Exercise description: Copy exactly the lines from the one containing "Locate the parked" through the last line of the records, both included, and nothing more.

Items listed in a dataset:
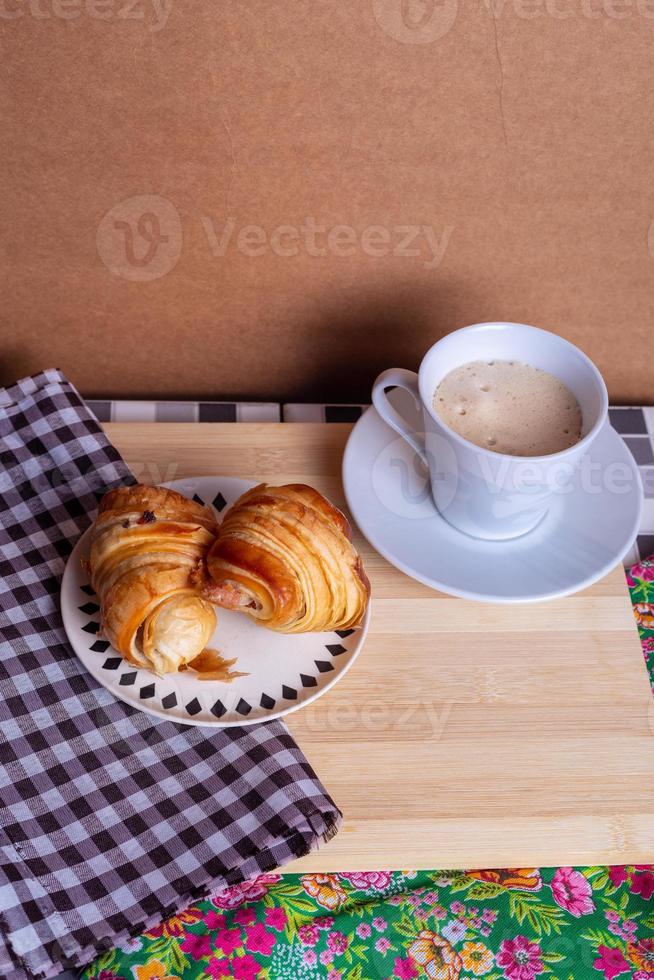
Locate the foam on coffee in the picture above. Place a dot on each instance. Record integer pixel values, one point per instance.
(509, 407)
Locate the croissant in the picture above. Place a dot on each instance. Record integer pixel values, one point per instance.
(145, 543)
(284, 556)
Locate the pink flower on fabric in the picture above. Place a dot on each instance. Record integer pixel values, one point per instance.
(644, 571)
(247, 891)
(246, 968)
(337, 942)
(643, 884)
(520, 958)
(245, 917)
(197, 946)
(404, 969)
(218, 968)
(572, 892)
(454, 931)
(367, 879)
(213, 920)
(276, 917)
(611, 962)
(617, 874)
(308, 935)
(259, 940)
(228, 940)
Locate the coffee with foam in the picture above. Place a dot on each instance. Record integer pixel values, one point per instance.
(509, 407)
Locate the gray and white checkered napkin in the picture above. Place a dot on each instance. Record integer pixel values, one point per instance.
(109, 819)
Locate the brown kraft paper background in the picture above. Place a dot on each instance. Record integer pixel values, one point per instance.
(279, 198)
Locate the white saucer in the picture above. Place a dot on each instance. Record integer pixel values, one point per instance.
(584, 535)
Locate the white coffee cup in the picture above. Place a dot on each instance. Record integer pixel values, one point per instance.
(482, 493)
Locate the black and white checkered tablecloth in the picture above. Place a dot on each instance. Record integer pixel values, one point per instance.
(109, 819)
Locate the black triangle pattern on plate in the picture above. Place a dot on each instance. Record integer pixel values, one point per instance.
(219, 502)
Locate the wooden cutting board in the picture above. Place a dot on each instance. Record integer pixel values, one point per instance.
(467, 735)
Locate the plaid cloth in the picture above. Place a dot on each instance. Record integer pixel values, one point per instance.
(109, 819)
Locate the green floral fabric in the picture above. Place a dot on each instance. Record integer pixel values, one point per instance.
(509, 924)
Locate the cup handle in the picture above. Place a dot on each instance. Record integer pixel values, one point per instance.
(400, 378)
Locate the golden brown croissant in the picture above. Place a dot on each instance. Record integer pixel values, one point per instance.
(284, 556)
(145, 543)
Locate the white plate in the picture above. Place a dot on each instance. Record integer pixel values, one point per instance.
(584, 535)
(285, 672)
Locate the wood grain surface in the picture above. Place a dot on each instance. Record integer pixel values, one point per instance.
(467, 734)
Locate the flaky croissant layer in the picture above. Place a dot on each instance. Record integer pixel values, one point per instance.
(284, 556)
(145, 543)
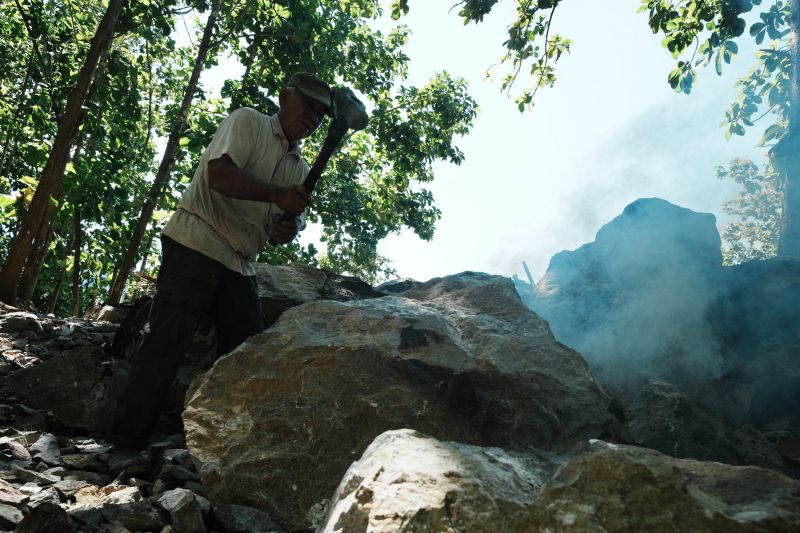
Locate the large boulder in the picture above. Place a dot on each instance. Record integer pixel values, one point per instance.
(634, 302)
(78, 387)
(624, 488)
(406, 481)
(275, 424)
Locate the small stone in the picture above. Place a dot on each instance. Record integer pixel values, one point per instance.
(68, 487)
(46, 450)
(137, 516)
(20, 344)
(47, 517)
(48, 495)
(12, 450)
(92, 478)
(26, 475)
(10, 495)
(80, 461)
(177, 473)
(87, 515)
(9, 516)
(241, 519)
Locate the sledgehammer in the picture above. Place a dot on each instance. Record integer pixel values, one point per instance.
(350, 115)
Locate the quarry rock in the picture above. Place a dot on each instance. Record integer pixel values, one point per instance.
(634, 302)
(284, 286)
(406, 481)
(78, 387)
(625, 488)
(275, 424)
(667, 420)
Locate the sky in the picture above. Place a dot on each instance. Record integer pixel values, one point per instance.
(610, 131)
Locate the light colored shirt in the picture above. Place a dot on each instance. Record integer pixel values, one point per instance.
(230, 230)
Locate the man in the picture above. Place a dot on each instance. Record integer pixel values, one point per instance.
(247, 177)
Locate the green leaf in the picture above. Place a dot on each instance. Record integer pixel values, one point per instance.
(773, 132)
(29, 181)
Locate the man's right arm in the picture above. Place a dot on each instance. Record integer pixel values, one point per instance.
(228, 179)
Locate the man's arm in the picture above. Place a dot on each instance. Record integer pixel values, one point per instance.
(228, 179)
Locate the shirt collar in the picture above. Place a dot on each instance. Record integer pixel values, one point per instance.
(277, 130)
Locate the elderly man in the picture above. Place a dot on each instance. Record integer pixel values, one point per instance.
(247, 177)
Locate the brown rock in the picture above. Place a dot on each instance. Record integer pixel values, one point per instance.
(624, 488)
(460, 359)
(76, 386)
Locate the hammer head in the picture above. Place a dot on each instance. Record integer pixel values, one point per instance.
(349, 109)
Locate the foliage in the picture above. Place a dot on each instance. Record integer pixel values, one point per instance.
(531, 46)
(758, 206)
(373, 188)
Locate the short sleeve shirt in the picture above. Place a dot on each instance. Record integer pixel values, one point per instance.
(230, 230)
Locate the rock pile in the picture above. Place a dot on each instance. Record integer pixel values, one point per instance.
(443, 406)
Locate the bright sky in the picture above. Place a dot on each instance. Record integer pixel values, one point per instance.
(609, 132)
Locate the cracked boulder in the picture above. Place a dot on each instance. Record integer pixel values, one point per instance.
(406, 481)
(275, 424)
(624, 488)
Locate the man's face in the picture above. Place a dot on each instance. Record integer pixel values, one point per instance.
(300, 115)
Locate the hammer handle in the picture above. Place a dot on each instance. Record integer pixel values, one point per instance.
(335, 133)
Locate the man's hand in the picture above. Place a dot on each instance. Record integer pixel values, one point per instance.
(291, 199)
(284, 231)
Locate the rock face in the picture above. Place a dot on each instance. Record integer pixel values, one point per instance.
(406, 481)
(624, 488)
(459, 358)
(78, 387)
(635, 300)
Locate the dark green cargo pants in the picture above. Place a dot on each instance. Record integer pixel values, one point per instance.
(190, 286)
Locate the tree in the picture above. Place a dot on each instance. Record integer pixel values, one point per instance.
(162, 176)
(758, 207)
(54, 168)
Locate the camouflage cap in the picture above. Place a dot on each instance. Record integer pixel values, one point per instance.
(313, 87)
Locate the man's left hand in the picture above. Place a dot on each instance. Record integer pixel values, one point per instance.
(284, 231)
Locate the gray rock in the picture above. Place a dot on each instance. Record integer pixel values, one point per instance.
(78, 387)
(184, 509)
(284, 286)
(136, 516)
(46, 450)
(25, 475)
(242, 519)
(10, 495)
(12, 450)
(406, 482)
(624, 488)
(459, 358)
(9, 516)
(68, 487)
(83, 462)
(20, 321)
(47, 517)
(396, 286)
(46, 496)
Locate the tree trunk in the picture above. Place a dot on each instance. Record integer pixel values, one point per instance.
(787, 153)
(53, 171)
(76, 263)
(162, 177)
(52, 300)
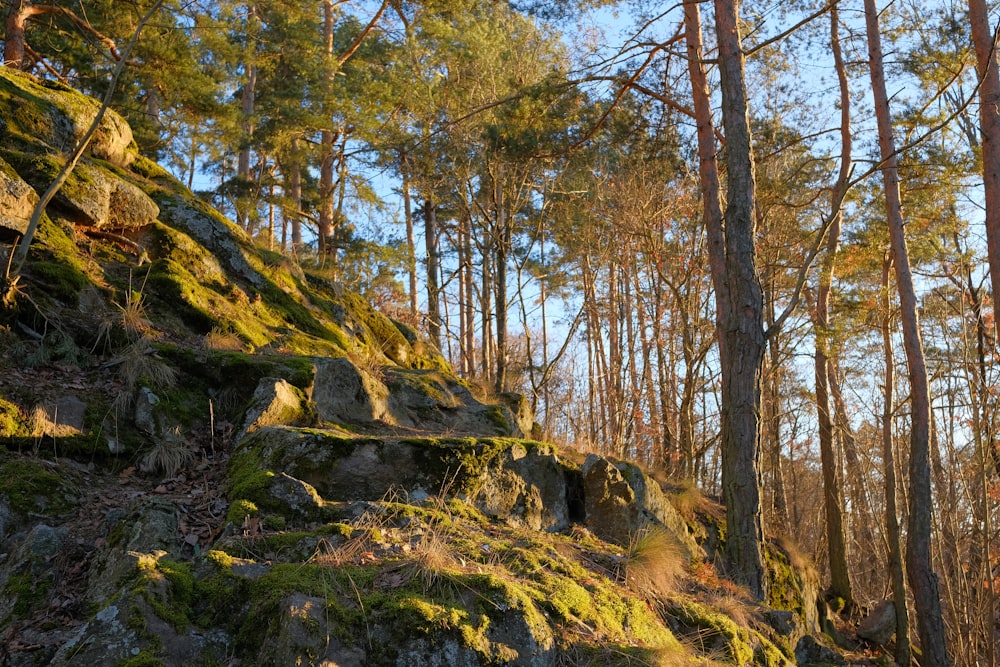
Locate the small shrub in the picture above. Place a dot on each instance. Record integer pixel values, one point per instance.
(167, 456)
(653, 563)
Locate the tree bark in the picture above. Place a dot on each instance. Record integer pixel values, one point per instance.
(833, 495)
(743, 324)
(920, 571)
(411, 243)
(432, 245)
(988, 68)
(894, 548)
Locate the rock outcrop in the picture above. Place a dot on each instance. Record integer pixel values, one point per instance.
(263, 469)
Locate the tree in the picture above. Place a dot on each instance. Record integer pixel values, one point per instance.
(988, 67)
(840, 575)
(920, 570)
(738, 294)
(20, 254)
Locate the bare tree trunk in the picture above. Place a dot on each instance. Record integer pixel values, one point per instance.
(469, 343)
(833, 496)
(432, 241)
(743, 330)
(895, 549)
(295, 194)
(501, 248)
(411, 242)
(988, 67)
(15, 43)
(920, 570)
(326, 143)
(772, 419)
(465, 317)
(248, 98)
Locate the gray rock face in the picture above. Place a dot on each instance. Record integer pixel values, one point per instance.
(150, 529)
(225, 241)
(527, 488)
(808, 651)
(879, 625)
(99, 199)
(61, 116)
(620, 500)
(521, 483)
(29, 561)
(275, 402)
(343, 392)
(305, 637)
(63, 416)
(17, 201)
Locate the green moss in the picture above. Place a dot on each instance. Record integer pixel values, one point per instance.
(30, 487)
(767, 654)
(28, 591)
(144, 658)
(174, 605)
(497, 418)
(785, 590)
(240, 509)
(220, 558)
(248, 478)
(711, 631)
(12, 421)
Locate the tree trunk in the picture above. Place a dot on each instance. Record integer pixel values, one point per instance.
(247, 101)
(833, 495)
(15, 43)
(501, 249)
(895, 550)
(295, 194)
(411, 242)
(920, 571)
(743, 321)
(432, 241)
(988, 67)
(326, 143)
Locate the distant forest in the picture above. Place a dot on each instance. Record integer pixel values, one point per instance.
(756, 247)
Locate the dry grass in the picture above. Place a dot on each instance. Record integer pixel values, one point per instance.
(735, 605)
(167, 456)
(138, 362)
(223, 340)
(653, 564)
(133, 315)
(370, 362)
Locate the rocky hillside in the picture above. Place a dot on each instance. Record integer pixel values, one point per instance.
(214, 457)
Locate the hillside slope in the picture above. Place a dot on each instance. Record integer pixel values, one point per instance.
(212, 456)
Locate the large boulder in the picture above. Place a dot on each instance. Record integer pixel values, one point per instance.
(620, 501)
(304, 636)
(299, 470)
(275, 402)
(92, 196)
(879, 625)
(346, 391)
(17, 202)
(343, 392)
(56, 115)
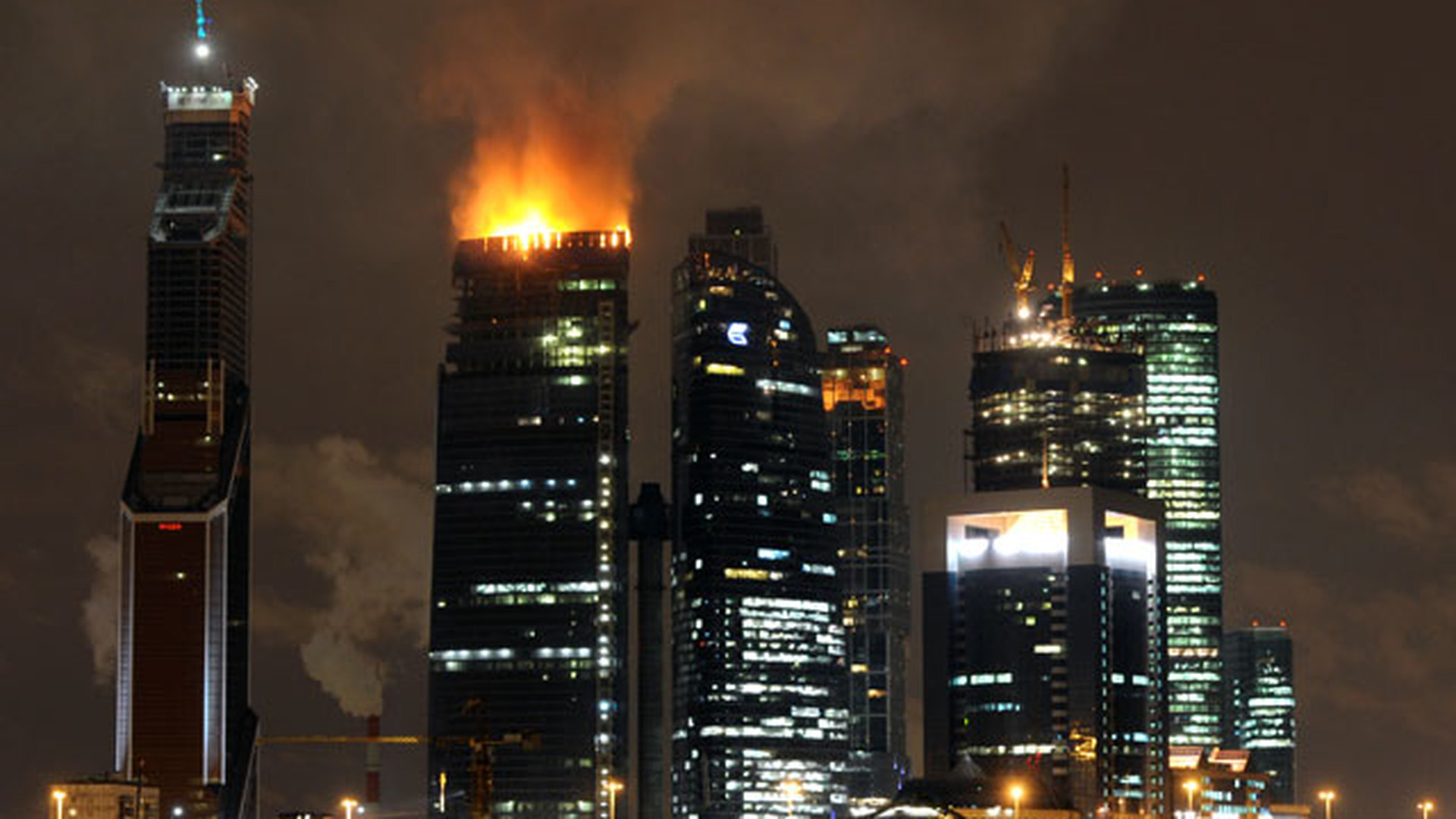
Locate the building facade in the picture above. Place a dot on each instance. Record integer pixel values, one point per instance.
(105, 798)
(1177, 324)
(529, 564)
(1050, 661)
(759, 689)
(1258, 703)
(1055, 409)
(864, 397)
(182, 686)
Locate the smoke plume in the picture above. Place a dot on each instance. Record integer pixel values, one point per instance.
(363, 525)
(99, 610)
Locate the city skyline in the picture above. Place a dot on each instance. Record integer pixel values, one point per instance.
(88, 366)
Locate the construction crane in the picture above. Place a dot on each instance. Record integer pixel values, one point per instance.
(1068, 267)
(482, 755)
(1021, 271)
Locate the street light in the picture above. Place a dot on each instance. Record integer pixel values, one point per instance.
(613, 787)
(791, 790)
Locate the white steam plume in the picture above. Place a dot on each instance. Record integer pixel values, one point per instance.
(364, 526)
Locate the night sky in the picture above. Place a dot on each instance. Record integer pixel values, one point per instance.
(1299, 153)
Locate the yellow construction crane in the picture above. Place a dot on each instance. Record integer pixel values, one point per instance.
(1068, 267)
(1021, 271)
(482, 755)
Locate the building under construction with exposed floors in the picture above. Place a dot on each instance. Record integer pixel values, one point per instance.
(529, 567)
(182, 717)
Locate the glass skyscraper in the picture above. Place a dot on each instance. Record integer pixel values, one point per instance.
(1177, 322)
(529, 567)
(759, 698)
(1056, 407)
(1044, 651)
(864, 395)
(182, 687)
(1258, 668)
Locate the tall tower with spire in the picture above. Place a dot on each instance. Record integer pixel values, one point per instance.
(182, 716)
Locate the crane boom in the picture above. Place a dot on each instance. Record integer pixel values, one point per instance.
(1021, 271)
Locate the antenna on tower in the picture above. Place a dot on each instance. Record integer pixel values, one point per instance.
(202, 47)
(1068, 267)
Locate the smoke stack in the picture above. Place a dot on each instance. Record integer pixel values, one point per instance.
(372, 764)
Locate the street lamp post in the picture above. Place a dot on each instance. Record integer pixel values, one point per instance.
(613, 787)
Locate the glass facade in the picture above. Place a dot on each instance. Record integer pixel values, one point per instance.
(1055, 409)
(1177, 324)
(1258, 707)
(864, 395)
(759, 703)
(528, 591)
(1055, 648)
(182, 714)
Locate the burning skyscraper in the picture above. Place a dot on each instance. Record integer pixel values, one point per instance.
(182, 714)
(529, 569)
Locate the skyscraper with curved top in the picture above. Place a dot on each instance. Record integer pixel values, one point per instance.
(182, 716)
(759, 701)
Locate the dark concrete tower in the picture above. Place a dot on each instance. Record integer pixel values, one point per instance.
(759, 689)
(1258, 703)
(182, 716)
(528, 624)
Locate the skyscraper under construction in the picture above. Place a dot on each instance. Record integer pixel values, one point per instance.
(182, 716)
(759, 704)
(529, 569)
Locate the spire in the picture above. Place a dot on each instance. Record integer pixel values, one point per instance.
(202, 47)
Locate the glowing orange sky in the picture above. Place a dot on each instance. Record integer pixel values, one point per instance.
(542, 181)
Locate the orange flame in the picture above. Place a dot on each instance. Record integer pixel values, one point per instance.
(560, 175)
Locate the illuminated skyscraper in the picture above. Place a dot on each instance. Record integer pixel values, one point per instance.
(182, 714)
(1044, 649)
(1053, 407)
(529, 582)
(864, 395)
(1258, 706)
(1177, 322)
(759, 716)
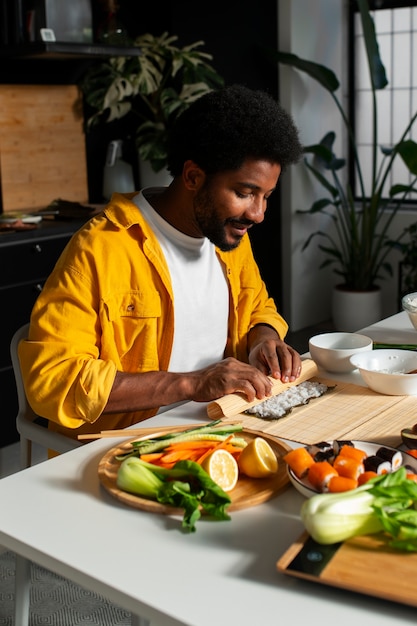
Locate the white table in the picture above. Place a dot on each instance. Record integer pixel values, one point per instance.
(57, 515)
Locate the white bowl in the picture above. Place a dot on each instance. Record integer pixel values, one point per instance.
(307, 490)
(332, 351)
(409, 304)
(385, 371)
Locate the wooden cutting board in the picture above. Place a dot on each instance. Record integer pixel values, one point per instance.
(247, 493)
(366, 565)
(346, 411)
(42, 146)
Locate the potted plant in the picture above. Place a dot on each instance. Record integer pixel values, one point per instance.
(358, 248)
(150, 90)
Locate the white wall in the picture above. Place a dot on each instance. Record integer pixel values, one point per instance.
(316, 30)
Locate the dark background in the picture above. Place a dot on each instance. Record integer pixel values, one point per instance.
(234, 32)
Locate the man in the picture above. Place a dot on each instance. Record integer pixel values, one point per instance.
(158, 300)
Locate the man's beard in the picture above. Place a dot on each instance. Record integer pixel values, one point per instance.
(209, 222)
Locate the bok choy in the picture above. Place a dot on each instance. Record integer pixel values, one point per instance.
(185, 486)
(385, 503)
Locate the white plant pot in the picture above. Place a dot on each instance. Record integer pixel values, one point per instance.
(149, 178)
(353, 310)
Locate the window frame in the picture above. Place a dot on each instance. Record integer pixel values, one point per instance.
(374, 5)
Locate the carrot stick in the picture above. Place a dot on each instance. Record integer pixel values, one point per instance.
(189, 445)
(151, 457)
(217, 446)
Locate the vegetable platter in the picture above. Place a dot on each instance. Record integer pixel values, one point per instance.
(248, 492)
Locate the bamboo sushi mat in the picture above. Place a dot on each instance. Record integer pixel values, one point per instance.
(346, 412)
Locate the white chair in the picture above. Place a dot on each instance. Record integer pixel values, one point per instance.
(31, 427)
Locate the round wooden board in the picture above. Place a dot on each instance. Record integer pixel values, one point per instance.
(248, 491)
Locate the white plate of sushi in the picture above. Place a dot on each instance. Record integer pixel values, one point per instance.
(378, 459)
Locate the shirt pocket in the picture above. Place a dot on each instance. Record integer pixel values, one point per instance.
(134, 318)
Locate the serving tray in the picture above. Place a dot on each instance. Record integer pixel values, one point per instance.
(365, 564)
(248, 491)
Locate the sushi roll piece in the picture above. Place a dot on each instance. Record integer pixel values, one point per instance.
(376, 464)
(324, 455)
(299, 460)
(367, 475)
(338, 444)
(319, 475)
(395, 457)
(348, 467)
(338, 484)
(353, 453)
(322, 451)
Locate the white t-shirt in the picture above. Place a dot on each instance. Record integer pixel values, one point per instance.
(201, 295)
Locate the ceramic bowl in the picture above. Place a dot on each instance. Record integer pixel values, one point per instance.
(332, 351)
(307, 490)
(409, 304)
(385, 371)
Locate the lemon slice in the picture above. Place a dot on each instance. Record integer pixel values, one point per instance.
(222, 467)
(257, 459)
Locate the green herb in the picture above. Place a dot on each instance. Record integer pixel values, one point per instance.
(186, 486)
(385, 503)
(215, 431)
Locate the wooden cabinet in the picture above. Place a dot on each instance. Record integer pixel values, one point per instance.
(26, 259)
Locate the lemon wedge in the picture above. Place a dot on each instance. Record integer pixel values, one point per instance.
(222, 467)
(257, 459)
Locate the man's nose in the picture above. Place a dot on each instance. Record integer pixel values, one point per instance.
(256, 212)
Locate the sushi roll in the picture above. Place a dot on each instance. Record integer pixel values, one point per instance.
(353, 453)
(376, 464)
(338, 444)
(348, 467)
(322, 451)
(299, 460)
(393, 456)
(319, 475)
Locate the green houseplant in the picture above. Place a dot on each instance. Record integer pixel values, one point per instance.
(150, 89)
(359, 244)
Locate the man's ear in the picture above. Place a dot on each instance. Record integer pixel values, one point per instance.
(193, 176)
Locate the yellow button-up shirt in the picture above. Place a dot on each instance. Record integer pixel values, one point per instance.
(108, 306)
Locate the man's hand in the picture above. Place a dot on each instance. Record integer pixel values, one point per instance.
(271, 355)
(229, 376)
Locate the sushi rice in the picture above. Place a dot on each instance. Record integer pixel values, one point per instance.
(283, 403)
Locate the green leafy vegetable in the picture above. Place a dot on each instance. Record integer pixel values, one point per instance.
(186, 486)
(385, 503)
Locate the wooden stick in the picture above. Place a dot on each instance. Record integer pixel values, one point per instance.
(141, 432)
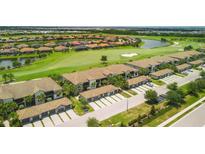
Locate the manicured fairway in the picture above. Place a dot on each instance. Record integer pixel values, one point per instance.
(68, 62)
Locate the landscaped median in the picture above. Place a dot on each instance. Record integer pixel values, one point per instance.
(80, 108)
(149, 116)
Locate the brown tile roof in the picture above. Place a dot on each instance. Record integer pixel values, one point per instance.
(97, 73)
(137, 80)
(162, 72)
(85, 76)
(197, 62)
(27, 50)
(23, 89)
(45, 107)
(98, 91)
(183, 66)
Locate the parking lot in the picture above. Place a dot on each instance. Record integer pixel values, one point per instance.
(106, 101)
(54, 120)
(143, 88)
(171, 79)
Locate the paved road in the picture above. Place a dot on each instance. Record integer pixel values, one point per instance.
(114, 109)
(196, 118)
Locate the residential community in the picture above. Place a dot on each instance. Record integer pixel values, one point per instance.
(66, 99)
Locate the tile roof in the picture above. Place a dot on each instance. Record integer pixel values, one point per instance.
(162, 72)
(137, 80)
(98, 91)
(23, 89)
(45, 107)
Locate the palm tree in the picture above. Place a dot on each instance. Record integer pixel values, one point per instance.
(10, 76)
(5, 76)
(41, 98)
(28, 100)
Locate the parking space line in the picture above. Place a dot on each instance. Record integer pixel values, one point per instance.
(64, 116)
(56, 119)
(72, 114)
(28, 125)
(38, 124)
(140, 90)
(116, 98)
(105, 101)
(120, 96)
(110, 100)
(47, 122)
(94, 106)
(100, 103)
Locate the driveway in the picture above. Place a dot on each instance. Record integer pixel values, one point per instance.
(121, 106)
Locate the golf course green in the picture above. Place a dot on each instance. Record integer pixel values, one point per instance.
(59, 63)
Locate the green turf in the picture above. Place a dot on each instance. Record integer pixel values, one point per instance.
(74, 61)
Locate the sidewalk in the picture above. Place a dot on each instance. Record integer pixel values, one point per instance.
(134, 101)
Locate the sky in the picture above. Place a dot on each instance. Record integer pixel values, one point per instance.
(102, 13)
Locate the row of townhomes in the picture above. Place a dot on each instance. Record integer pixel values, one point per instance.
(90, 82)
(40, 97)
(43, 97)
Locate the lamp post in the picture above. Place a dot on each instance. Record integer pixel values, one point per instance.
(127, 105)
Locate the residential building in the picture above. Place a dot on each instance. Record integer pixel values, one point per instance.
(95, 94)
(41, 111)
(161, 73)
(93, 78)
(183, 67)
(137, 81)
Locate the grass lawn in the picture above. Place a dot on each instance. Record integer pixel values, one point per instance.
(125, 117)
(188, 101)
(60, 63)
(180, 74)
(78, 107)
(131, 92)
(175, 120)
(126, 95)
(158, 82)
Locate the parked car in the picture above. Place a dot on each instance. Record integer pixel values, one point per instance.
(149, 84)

Solved exercise:
Locate the parked car in the picture above. Place a dot on each instance. Record integer pixel values, one point per instance.
(149, 84)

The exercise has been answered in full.